Angezeigter Text
|---|

Bild: Hier kämpfte sie noch für die Sommerspiele 2020: Mehriban Alijewa.
Mehriban Alijewa freut sich schon. Sie ist die erste Frau im Staate
Aserbaidschan, verheiratet mit dem Präsidenten Ilham Alijew. Fast
wöchentlich lässt sie sich von ihrem Sportminister, Asad Rachimow, darüber
informieren, wie es mit den Europaspielen vorangeht. Ob alles läuft beim
Bau des neuen Nationalstadions in Baku und all der anderen kostspieligen
Sporttempel. Es wird natürlich „großartig“ werden kommenden Juni,
„fantastisch“ und „bahnbrechend“, wenn Frau Alijewa und ihre Familie dem
großen, fernen Europa seine ersten Olympischen Kontinentalspiele schenken.
Mehriban Alijewa repräsentiert das neue, das neureiche Aserbaidschan. Hier
am Kaspischen Meer, Tausende Kilometer entfernt von Mitteleuropa, sprudelt
das Öl, und riesige Gasvorkommen zapft man auch seit einigen Jahren an.
Gelenkt wird das muslimische Land von den Alijews, quasi feudalistisch. Der
erste Präsident von Aserbaidschan hieß gleichfalls Alijew, Heidar Alijew.
Er war der Vater des jetzigen Präsidenten.
Die Dynastie der Alijews hat so ziemlich alles im Griff: das Business, die
Politik und den Sport. Im Nationalen Olympischen Komitee, NOK, sitzen
gleich vier Alijews, das First Couple hat die Führung inne im Zirkel der
Sportfunktionäre. Sportverrückt sei das Land, „multikulturell und offen“,
versprechen die Alijews und verschweigen dabei, dass die Menschenrechte
einen schweren Stand in Aserbaidschan haben und auch der Konflikt um
Berg-Karabach, wo sich Armenier und Aserbaidschaner bekriegen,
problematisch ist.
Alles Mögliche hat in den vergangenen Jahren schon in Aserbaidschan
stattgefunden, die U17-Weltmeisterschaft der Fußballfrauen, die WM der
Sportgymnastinnen und die Radrundfahrt Tour de Azerbaijan. Künftig wird es
sogar einen Formel-1-Grand-Prix geben, 2016 die Spiele der islamischen
Solidarität und 2020 ein EM-Viertelfinale. Nur mit der Bewerbung um
Olympische Spiele hat es bislang noch nicht geklappt.
## Wir kümmern uns um alles
Doch der Hunger der Petrodynastie nach einem glitzernden Sportereignis ist
groß, so groß, dass sie dem Europäischen Olympischen Komitee, EOC, ein
Angebot machte, das es nicht ablehnen konnte: Wir kümmern uns in Baku um
alles, auch um die Kosten für die Reisegruppen – und ihr gebt uns die
ersten Europaspiele.
Gesagt, getan. 2012 wurde das auf einer Sitzung des EOC in Rom beschlossen,
mit 38:8 Stimmen und nicht einmal drei Jahre vor Beginn der Spiele. Das ist
eine satte Mehrheit, aber sie verdeckt die massiven Vorbehalte, die es in
der Welt des Sports gegen dieses Event gegeben hat. Das Ereignis sei
überflüssig, erhöhe den Termindruck, kollidiere mit bestehenden Verträgen,
hieß es vor allem in den Reihen der großen Verbände wie denen der
Leichtathleten oder Schwimmer.

|---|

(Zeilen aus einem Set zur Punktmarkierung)

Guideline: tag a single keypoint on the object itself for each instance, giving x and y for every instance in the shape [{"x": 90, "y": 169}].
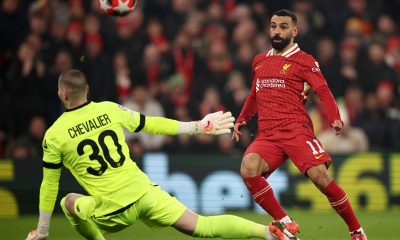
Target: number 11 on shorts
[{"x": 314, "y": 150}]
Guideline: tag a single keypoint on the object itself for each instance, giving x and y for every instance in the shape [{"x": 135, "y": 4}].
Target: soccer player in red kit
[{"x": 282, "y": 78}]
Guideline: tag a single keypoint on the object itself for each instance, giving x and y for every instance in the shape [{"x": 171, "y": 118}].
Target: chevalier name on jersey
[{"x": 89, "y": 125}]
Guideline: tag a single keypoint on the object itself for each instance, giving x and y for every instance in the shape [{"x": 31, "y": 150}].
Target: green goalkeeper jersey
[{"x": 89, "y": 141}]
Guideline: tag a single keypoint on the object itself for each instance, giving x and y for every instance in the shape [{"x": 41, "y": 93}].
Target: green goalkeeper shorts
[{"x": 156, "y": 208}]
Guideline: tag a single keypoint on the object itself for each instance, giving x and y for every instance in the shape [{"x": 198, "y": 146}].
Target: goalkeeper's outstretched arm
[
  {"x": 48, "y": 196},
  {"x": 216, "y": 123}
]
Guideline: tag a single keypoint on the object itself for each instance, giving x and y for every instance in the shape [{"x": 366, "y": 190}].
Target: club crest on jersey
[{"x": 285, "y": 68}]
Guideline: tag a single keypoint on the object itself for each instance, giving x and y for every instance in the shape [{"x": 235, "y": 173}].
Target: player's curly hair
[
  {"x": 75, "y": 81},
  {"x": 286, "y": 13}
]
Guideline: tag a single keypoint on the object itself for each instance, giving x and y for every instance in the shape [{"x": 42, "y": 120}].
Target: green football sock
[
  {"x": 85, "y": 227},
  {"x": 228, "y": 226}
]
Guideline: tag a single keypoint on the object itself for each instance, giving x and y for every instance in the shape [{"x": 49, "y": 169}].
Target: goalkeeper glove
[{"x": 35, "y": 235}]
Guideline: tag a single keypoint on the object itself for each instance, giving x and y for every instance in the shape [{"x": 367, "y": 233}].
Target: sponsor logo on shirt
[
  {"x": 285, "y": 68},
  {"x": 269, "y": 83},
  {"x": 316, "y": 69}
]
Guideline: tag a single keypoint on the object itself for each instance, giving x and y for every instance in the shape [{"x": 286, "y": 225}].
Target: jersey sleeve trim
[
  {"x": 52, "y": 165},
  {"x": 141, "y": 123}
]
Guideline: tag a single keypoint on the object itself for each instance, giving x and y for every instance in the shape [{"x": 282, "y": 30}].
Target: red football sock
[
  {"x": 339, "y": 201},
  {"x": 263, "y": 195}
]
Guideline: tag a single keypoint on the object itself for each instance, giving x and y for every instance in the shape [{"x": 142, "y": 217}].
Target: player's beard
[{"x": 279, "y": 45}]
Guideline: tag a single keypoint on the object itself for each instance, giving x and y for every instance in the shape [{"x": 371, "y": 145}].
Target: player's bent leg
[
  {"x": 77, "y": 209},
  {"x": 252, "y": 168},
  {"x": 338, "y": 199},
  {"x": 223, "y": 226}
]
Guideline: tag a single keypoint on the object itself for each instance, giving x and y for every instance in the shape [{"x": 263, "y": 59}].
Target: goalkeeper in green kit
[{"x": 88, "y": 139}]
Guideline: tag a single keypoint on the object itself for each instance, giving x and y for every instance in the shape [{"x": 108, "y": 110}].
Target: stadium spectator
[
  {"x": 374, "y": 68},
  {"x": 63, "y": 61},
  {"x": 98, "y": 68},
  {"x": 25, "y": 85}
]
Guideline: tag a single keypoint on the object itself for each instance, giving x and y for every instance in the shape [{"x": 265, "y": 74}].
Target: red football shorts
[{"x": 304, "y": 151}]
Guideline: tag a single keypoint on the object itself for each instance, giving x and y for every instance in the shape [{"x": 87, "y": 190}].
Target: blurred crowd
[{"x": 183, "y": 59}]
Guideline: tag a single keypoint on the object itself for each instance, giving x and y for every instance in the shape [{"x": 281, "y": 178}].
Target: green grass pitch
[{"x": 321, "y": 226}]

|---|

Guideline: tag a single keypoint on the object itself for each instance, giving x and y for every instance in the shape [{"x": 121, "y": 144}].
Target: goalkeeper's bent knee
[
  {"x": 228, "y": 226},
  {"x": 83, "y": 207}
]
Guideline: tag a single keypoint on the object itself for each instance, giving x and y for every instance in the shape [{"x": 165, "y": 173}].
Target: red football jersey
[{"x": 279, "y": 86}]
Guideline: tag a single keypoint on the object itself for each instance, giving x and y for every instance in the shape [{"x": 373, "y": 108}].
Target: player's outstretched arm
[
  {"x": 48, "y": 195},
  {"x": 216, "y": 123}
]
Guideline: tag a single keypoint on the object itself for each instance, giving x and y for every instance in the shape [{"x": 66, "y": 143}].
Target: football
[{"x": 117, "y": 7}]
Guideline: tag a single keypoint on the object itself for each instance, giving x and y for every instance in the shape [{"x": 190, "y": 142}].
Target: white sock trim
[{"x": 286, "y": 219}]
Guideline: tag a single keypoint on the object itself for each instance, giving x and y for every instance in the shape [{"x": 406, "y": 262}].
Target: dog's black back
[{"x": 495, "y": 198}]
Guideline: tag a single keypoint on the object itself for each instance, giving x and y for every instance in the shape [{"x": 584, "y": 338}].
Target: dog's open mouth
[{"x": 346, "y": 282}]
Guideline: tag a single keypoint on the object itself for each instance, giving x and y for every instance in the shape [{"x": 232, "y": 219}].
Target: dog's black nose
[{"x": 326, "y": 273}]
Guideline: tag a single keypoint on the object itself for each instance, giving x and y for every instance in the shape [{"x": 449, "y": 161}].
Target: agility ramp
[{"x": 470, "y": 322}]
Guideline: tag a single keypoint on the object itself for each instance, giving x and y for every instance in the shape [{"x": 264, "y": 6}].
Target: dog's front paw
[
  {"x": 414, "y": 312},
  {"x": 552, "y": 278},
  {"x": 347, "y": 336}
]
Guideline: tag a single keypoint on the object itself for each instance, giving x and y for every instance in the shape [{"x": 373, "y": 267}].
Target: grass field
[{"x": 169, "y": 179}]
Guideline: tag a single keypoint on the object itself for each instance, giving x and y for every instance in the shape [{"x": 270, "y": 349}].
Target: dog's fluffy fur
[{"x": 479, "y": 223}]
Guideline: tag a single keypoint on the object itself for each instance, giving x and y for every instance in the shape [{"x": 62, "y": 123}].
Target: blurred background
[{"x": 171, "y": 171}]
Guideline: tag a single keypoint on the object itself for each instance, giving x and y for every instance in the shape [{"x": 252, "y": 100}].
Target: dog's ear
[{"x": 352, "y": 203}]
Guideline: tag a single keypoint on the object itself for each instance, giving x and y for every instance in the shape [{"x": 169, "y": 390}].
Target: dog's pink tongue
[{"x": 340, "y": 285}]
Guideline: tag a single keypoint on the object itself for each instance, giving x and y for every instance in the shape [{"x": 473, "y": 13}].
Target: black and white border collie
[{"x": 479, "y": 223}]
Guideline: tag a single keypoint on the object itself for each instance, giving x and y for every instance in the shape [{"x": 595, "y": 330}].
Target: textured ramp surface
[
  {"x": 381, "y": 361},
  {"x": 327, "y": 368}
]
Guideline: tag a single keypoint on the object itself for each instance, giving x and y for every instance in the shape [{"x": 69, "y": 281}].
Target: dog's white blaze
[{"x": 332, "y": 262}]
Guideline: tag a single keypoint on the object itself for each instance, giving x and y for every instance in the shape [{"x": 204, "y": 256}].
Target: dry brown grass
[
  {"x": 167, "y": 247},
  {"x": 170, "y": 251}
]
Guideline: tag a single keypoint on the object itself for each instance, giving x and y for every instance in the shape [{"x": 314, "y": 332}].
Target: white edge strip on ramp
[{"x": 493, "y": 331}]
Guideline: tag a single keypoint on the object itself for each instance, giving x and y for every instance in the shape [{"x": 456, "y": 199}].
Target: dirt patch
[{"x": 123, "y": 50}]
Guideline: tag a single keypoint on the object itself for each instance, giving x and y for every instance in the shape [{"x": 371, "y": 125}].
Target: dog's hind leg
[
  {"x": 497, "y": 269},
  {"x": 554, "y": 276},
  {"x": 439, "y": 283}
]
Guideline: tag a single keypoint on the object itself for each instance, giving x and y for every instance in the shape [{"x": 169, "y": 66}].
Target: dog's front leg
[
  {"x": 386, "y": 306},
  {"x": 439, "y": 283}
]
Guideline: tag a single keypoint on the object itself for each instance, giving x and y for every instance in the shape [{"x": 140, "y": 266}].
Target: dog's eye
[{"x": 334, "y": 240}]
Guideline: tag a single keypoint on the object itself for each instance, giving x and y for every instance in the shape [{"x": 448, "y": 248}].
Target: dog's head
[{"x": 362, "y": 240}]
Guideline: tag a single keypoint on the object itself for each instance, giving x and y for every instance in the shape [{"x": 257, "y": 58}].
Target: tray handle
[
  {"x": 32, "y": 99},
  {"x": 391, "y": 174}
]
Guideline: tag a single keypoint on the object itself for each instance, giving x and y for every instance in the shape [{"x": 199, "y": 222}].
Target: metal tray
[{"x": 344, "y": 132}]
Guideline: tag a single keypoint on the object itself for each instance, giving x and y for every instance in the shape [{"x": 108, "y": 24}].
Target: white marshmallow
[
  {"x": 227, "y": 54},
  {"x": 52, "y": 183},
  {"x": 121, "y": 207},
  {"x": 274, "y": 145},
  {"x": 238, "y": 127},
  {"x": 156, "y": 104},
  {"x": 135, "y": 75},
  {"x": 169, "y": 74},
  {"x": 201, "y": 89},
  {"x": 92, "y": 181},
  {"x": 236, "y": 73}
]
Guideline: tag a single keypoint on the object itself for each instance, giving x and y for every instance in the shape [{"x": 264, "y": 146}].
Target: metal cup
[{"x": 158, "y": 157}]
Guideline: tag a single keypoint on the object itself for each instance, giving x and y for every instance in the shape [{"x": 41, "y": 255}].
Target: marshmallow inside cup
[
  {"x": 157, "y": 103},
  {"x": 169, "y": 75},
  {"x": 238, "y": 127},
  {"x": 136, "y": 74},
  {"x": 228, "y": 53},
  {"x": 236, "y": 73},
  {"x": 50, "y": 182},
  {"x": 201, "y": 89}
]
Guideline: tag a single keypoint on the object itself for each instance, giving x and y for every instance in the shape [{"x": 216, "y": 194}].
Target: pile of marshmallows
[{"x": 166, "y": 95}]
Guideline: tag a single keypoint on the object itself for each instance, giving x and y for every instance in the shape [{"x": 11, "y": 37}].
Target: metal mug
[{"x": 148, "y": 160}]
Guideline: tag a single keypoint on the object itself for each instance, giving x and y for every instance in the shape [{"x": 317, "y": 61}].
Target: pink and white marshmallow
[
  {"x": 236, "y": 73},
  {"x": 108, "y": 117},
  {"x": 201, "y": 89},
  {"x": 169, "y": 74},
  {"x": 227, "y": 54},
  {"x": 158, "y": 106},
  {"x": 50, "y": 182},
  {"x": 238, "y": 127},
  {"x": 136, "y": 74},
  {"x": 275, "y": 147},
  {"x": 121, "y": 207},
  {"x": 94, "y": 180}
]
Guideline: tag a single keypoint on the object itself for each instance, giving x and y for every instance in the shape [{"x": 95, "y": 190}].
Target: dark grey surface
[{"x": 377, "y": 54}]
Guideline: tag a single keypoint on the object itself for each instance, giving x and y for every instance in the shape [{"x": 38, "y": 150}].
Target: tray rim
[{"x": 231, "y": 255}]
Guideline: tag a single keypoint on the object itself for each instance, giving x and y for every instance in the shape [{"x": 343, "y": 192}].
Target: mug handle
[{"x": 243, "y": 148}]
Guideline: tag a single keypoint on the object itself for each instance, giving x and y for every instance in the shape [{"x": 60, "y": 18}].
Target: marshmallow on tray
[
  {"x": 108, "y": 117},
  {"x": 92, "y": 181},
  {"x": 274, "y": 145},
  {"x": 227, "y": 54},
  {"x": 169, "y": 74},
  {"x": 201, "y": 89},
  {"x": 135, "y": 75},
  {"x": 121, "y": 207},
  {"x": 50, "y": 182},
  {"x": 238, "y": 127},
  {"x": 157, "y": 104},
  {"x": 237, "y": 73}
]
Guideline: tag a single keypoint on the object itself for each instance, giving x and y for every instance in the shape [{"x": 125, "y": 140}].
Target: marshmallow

|---|

Führe bitte den Artikel über die ersten Europaspiele in Baku im Anschluss an seinen letzten Satz weiter. Die Zeilen werden hier nicht benötigt.

Auch der Deutsche Olympische Sportbund, DOSB, ist nicht gerade ein
begeisterter Anhänger der Idee von den Europaspielen. Michael Vesper,
Generaldirektor des Bundes, sagt der taz, dass die „Einwände innerhalb des
DOSB ausgiebig und kritisch diskutiert“ worden seien. „Der DOSB zählte zu
den europäischen Nationalen Olympischen Komitees, die zu Beginn recht
skeptisch waren.“ Aber dann sei entschieden worden, „sich den Europaspielen
nicht zu verweigern“.
Die nichtolympischen Verbände sehen eine Chance darin, ihre Sportart
voranzubringen, Sportarten wie Drei-gegen-drei-Basketball oder den
paramilitärischen Kampfsport Sambo. „Zudem“, sagt Vesper, „war die
internationale Ausgangslage klar: Es gab innerhalb von Europas
Olympiakomitees eine klare Mehrheit für die Spiele, weshalb eine
Mitgestaltung sinnvoller war als eine Verweigerung.“
## Politische Diskussionen nur am Rande
Eine Diskussionen über die politische Lage in Aserbaidschan möchte der
Sportbund nur am Rande führen. Grundsätzlich sei es nicht „zielführend“,
Sportereignisse lediglich in Musterdemokratien nach westeuropäischem
Vorbild auszurichten, sagt Vesper. „Aber zweifelsohne gibt es in
Aserbaidschan Verhältnisse, die nicht unseren Standards entsprechen, das
muss man kritisch sehen.“ Man habe mit „Reporter ohne Grenzen“ gesprochen
und wolle das auch künftig tun.
Nach den Europaspielen soll es eine Bewertung des eigentlich überflüssigen
Sportevents geben. Vesper sagt, diese Evaluierung müsse man abwarten – und
dann über die Zukunft der Spiele entscheiden. Doch es wird bereits eifrig
für 2019 geplant. Einige Städte sind im Rennen wie Mersin und Istanbul,
Amsterdam und Rotterdam, Sotschi und Kasan sowie verschiedene Städte in
Polen. Mitte des kommenden Jahres soll über den Ausrichter entschieden
werden.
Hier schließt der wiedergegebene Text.